Rédigé par : Marie Mellac, Christian Castellanet
Date de rédaction :
Organismes : Comité technique « Foncier et développement » (CTFD), Groupe de Recherches et d’Echanges Technologiques (GRET), Institut de Recherche sur l’Asie du Sud-Est Contemporaine (IRASEC)
Type de document : Étude / travail de recherche
Mellac M., Castellanet. C., « Histoires divergentes d’une convergence sous tension. Les réformes foncières vers la propriété privée dans quatre pays du Mekong (Birmanie, Cambodge, Laos, Viêt-Nam) », Regards sur le foncier n°1, Comité technique « Foncier et développement », AFD, MAEDI, Paris, Décembre 2015.
« Ce document a pour objectif de fournir des clés pour comprendre les dynamiques foncières contemporaines des quatre pays en mettant en exergue leurs points communs et leurs dissemblances à la fois sur le temps long de l’histoire de la formation des situations foncières locales et sur le temps court des réformes mises en œuvre dans le contexte de l’ouverture économique.

★ ★ ★ ★ ★

§ Travail à faire
[1] Répondez aux questions suivantes à partir de la notice sur les réformes foncières du Mékong.
(a) Quel type de document la notice indique-t-elle ?
(b) Quels sont les quatre pays étudiés ?
(c) En quel mois et en quelle année la référence situe-t-elle la publication ?
[2] Reprenez la notice sur les réformes foncières du Mékong après sa dernière phrase et poursuivez-la.

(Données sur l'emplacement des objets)
★ ★ ★ ★ ★

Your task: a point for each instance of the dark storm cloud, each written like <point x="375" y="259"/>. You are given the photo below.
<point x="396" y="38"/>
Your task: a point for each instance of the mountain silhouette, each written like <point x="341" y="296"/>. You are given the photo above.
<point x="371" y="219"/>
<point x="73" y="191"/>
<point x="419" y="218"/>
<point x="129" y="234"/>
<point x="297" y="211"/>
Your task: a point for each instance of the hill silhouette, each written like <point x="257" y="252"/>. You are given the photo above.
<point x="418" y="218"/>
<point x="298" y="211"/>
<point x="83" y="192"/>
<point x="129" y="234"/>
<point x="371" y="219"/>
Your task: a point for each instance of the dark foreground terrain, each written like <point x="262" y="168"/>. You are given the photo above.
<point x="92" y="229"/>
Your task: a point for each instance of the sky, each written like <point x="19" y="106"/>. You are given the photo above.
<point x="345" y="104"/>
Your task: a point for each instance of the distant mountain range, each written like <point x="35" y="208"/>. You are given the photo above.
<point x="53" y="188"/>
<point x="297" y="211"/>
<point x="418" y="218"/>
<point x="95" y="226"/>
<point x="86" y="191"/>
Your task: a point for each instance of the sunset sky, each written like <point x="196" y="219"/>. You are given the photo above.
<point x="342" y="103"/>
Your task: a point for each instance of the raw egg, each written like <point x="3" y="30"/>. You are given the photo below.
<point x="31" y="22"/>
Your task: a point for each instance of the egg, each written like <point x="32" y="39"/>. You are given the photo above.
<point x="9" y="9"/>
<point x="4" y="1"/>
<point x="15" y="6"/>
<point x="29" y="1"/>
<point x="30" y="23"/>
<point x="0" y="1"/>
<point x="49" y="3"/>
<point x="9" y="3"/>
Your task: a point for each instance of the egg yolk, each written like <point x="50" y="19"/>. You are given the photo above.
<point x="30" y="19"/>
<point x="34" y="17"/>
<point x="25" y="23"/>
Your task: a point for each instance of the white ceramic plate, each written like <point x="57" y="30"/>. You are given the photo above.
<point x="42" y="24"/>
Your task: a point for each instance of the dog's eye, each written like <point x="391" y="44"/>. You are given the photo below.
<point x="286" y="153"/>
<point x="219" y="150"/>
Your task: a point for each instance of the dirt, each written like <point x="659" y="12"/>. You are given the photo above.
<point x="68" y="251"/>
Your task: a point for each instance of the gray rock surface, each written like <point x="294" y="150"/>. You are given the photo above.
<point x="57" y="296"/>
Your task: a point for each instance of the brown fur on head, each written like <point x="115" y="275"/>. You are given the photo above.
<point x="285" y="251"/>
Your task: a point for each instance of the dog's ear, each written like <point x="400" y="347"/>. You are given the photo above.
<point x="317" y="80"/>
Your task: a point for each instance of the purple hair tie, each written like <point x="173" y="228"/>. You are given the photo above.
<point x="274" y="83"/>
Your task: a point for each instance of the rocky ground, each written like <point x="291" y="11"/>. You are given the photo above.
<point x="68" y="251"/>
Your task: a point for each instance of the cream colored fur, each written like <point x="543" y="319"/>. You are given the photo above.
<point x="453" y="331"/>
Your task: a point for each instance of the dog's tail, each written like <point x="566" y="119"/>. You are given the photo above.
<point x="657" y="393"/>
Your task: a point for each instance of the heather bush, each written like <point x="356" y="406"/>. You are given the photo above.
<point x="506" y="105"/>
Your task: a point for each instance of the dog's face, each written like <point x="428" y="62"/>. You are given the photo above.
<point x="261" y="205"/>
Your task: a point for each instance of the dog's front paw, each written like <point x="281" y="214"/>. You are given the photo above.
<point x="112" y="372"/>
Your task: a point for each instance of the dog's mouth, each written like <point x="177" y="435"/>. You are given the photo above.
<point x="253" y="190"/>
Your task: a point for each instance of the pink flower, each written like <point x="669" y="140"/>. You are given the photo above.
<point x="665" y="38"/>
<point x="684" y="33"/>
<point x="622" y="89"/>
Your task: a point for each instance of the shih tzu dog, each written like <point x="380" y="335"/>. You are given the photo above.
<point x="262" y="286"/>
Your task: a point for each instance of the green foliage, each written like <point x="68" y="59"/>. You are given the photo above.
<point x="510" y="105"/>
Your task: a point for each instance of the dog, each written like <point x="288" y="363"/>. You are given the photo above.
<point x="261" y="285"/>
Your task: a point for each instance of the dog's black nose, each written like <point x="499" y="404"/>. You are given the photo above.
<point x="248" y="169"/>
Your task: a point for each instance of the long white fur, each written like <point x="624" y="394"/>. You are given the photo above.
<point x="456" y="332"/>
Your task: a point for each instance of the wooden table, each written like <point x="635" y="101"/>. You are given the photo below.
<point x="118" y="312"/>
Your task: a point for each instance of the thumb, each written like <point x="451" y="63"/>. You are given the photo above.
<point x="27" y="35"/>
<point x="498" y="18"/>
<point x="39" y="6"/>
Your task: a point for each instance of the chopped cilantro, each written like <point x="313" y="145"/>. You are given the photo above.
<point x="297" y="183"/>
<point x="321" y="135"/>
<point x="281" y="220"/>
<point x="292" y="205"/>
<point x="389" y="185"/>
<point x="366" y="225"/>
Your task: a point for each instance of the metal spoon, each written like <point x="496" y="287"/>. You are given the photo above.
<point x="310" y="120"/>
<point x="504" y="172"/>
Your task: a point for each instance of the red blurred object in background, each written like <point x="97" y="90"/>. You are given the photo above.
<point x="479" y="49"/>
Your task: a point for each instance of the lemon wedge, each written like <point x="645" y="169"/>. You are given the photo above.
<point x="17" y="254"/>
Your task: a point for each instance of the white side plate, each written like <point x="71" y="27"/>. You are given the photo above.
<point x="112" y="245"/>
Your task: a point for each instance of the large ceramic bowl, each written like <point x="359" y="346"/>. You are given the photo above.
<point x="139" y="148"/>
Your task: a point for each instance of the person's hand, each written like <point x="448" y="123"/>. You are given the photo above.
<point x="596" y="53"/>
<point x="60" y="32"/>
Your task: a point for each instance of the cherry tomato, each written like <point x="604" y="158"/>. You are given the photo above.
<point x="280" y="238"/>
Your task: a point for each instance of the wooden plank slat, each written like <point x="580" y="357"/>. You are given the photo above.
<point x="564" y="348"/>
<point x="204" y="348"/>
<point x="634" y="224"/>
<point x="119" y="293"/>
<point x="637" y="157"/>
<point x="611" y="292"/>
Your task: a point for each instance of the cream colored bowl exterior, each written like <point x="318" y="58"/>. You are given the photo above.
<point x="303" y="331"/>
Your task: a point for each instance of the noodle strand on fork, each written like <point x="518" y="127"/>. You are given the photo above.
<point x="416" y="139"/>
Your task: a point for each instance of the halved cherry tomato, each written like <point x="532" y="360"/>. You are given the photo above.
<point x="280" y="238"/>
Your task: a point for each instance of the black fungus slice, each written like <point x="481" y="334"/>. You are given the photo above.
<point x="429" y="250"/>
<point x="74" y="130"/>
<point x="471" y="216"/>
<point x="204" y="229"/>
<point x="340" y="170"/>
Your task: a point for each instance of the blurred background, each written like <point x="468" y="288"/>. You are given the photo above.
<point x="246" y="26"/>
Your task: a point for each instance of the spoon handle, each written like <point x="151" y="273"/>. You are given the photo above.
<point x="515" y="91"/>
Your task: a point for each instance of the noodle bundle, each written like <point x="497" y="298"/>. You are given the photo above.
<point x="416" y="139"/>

★ ★ ★ ★ ★

§ Corrigé de l'exercice
[1]
(a) Une étude / un travail de recherche.
(b) La Birmanie, le Cambodge, le Laos et le Viêt-Nam.
(c) En décembre 2015.

[2]
Une première partie donne des éléments de compréhension culturels et historiques en décrivant à grands traits la diversité des rapports fonciers propres aux entités politiques et aux différents groupes présents dans la région.
Après un bref retour sur les épisodes coloniaux et socialistes, la seconde partie détaille les différentes étapes des réformes amorcées depuis la fin les années 1980.
Ces éléments posés, la troisième partie se concentre sur les enjeux actuels à travers quatre des questions les plus sensibles aujourd’hui. »
Version courte du document
Encore rare il y a peu, la littérature scientifique consacrée au foncier en Asie du Sud-Est est devenue foisonnante depuis la crise alimentaire de 2007, véritable révélateur puis accélérateur des accaparements de terre à grande échelle dans la région et au-delà. Les recherches sont néanmoins souvent limitées à un seul des pays de la région et/ou se focalisent sur les seuls accaparements, négligeant de prendre en compte la profondeur historique et la globalité des réformes foncières en cours.
L’objectif de cette étude, préparée pour le Comité Technique Foncier et Développement (CTFD) en 2015, est de replacer les phénomènes actuels dans leur contexte historique de longue durée et sur un plan régional. Elle retrace les trajectoires des pays concernés, en rappelant leurs similitudes mais également leurs différences.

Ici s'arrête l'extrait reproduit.